-- start of EXCERPTED RECORDS --
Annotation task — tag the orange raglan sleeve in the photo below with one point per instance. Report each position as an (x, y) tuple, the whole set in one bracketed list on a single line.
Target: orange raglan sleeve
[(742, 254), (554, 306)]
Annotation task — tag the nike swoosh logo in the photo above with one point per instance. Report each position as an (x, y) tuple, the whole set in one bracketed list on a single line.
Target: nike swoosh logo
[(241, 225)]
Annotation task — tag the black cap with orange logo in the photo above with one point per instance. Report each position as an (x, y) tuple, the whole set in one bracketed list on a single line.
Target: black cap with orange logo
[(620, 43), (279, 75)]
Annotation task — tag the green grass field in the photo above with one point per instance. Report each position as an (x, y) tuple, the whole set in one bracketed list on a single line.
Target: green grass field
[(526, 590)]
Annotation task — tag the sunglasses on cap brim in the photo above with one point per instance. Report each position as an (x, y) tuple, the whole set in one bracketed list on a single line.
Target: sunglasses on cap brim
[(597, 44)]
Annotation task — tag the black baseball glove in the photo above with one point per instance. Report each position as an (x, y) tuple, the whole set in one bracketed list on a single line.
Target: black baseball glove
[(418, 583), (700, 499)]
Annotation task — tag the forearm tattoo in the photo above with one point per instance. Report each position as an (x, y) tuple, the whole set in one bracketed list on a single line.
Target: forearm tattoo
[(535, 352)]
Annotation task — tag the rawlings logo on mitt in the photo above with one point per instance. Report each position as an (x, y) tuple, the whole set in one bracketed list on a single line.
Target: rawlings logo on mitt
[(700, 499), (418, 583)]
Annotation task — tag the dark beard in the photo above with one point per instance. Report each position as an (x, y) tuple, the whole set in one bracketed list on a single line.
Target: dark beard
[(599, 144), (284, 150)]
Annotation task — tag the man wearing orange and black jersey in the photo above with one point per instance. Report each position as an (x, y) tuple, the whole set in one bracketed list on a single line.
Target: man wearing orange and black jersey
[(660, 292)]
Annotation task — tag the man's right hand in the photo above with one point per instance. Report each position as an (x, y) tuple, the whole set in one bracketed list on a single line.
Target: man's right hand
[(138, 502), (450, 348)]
-- end of EXCERPTED RECORDS --
▶ EXERCISE BRIEF
Recast all the records above as a two-column CSV with the columns "text" and "answer", one row per record. Put each field in double quotes and replace its line breaks with spaces.

▶ THE ANSWER
text,answer
"Annotation task — tag the orange raglan sleeve in the photo below with one point per instance. Report each position as an (x, y) tuple, the whole set in one bracketed list on a single line. Target: orange raglan sleeve","[(742, 254), (554, 306)]"
"Annotation task — tag the nike swoosh logo in the photo above with one point per instance. Report each position as an (x, y) tuple, the whole set in one bracketed list on a single line. Target: nike swoosh logo","[(241, 225)]"
"Annotation task — tag the black cap with orange logo in the photo above with one point per instance. Report each position as an (x, y) tuple, the whole set in one bracketed list on a single line. Target: black cap with orange logo","[(620, 43), (279, 75)]"
"Annotation task — tag the green grass field in the photo above with one point per instance. Report each position as an (x, y) tuple, the whole set in one bracketed list on a single line. Target: green grass field","[(526, 590)]"
"Annotation task — tag the sunglasses on cap brim in the photo above with one point per instance. Report each position as an (x, y) tuple, the whole set in one bracketed list on a single line. Target: sunglasses on cap brim","[(597, 44)]"
"Annotation task — tag the black baseball glove in the photo above with one point per instance. Report each position as an (x, y) tuple, the whole set in one bracketed list on a single line. Target: black baseball glove","[(418, 583), (700, 499)]"
"Annotation task — tag the forearm tattoo in the photo above with one point per instance. Report each position as an (x, y) tuple, the whole set in one bracketed list on a single line. Target: forearm tattoo","[(535, 352)]"
"Annotation task — tag the rawlings logo on mitt in the photo above with one point per instance. Report each position as an (x, y) tuple, the whole set in one bracketed list on a single line. Target: rawlings logo on mitt","[(700, 499), (418, 583)]"
"Annotation task — tag the dark beard in the photo above with one point per instance. Report each position as an (x, y) tuple, the whole set in one bracketed list on a single line. Target: dark beard","[(599, 144), (284, 150)]"
"Annotation task — tag the man wearing orange and black jersey in the photo above with one point per instance. Report each position as an (x, y) tuple, the whole set in one bracketed list on a single line. Target: man wearing orange and black jersey","[(660, 292)]"
"Annotation task — tag the man's right hand in the photo above with one point per instance. Report each position as an (x, y) tuple, the whole set in one bracketed list on a single line. Target: man's right hand","[(138, 502), (450, 348)]"